## Enunciado 1:
No texto sobre as culturas africanas no ensino, reescreva o trecho que começa em "No início de" e segue até "Rio de Janeiro.", trocando "Rede Estadual" por "Rede Municipal".
## Enunciado 2:
Dê continuidade ao texto sobre as culturas africanas no ensino a partir do ponto em que ele termina.

## Texto selecionado:
=-=-=

DOCÊNCIA

UM OLHAR MULTIDISCIPLINAR

  • UGB FERP UGB
  • Olímpia Maria dos Santos

Resumo

Introdução
Este artigo resume uma pesquisa que buscou encontrar fundamentos teórico-filosóficos para a construção de material didático-pedagógico dentro da temática das questões etnicorraciais para ser utilizado por professores da área de Português. Num primeiro momento, chega à conclusão de que o (re)conhecimento da nação africana, pautado numa recriação mítica, é um percurso obrigatório para divulgar uma história pouco difundida, mas, digna de fazer parte da construção de uma sociedade mais justa e agradável.
O principal objetivo deste trabalho é refletir sobre a (re)criação das culturas tradicionais africanas, como percurso obrigatório para a (re)afirmação dos valores dessas culturas. Haja vista, nos tempos atuais, uma outra demanda que “obriga” à revalorização de sociedades, que foram, por vários séculos, amortalhadas e marginalizadas, torna-se imperioso reconstruir um passado digno e dignificante, grande e poderoso, para servir de alicerce a uma história diferente, substituinte de uma outra, aviltante e reducionista.
No início de 2011, iniciamos o Projeto de Iniciação Científica1: “Estudo da cultura e da literatura afrodescendente nas escolas: algumas reflexões e distorções existentes entre teoria e prática”, com a finalidade precípua de, após fazer o levantamento da aplicabilidade e/ou não das Leis 10639/2003 e 10 465/200832, construir material didático-pedagógico para ser oferecido a professores de Língua Portuguesa e de Literatura, da Rede Estadual do Ensino do Rio de Janeiro.

=-=-=

## Dados:
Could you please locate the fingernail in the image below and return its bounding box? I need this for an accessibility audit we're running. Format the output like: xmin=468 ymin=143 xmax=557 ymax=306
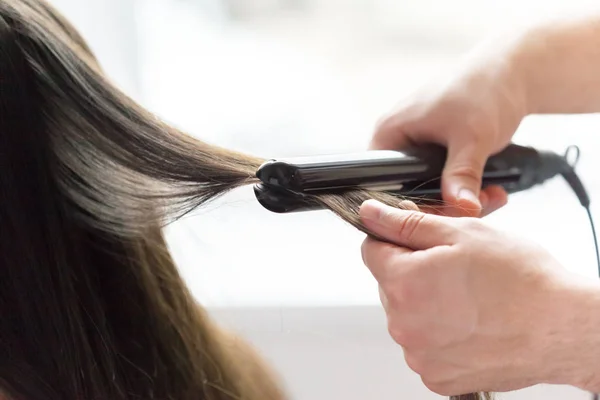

=-=-=

## Resposta final 1:
No início de 2011, iniciamos o Projeto de Iniciação Científica1: “Estudo da cultura e da literatura afrodescendente nas escolas: algumas reflexões e distorções existentes entre teoria e prática”, com a finalidade precípua de, após fazer o levantamento da aplicabilidade e/ou não das Leis 10639/2003 e 10 465/200832, construir material didático-pedagógico para ser oferecido a professores de Língua Portuguesa e de Literatura, da Rede Municipal do Ensino do Rio de Janeiro.

## Resposta final 2:
Partimos, então, da hipótese de que os professores, em sua grande maioria, ainda não trabalhavam as questões etnicorraciais no seu cotidiano escolar. Junto com essa problemática, que acabou sendo confirmada por meio de questionário aplicado aos docentes, também procuramos investigar quais as razões dessa não aplicabilidade da referida Lei. O motivo mais evidenciado foi a carência de material didático-pedagógico.
De posse dessas informações, organizamo-nos, então, para a construção do material didático-pedagógico. A fim de termos uma diretriz quanto à escolha de gêneros e de tipologias textuais, pautamo-nos no Currículo Mínimo do Estado do Rio de Janeiro (cf. referências bibliográficas), especificamente do 6º (sexto) ao 9º (nono) ano3. Esta escolha foi motivada pelo fato de acreditarmos que o ensino de Literatura deve estar presente em todas as séries do ensino, independente de haver e/ou não a nomenclatura dessa disciplina.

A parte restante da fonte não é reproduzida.